A new postprocessing technique for dual-source CT colonography (CTC) corrects for artifacts that mimic contrast enhancement created by fecal tagging materials. The algorithm boosts sensitivity and reduces false-positive detections significantly.
Called IPC2, the technique was developed at Massachusetts General Hospital (MGH) for use with single-source CTC; however, MGH researchers are finding that it is particularly useful with dual-source CT because the modality enables the use of virtual monochromatic images to separate materials in the colon. The IPC2 algorithm eliminates pseudoenhancement artifacts, which are caused by artificially high attenuation in areas adjacent to materials tagged with contrast agents.
And, importantly, IPC2 corrects for distortions that pseudoenhancement can cause to radiomic information, or data related to quantitative imaging features such as effective atomic number, dual-energy index, and material density maps. Radiomics is an increasingly important component of image analysis in advanced modalities.
Artifacts from dual-energy CT
Dual-energy CT (DECT) allows material decomposition and the creation of virtual monochromatic images from CTC data, which is useful for separating materials in the colon. But pseudoenhancement creates distortions that carry through all the way to the virtual monochromatic images created from the DECT data, unless the algorithm is applied to correct them.
Once the algorithm is applied, "all the quantitative radiomic information obtained from the dual-energy images will be corrected as well," explained Janne Nappi, PhD, from MGH and Harvard Medical School.

○ ○ ○ ○ ○

TASK STATEMENT >>
Extract, word for word, the part of the IPC2 colonography text that begins at the words "And, importantly, IPC2" and stops after "in advanced modalities.".

○ ○ ○ ○ ○

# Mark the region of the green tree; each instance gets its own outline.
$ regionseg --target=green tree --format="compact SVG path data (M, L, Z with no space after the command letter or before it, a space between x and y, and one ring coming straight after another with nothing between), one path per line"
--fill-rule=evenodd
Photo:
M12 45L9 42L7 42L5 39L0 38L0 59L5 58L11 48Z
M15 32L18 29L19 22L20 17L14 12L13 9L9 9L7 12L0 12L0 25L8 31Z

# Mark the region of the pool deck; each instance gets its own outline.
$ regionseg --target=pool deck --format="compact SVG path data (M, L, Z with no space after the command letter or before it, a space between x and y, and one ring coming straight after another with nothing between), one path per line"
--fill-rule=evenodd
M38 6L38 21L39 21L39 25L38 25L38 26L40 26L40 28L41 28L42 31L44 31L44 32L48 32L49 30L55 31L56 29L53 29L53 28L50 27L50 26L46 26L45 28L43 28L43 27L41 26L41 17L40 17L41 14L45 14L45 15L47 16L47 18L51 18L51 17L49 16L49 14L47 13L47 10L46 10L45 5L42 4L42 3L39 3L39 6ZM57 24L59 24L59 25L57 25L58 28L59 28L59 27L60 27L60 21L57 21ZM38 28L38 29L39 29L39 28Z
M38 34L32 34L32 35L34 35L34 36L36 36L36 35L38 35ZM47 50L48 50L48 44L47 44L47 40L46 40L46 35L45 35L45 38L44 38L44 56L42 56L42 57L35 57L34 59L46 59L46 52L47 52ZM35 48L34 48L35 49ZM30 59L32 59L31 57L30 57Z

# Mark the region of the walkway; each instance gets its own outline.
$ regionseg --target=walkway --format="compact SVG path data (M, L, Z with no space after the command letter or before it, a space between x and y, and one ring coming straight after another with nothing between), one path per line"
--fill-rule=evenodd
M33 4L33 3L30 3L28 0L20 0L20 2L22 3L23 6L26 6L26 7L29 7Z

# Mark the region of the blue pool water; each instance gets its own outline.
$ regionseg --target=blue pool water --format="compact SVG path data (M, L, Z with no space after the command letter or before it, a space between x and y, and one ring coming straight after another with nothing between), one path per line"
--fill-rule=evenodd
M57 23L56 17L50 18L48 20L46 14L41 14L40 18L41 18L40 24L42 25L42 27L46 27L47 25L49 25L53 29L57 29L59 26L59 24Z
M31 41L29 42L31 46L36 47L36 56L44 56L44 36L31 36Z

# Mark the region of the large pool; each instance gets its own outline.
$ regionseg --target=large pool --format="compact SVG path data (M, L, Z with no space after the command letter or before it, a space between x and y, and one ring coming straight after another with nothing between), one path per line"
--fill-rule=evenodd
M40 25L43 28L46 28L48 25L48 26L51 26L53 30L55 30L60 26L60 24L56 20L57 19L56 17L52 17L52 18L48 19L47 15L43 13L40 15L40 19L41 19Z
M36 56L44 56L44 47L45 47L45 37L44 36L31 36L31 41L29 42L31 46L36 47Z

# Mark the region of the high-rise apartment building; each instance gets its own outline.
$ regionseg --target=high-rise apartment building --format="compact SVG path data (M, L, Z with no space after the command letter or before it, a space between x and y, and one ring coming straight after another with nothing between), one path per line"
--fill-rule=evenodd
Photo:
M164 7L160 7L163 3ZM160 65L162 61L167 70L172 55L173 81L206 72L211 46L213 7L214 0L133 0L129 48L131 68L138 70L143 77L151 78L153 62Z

○ ○ ○ ○ ○

WRITTEN RESPONSE >>
And, importantly, IPC2 corrects for distortions that pseudoenhancement can cause to radiomic information, or data related to quantitative imaging features such as effective atomic number, dual-energy index, and material density maps. Radiomics is an increasingly important component of image analysis in advanced modalities.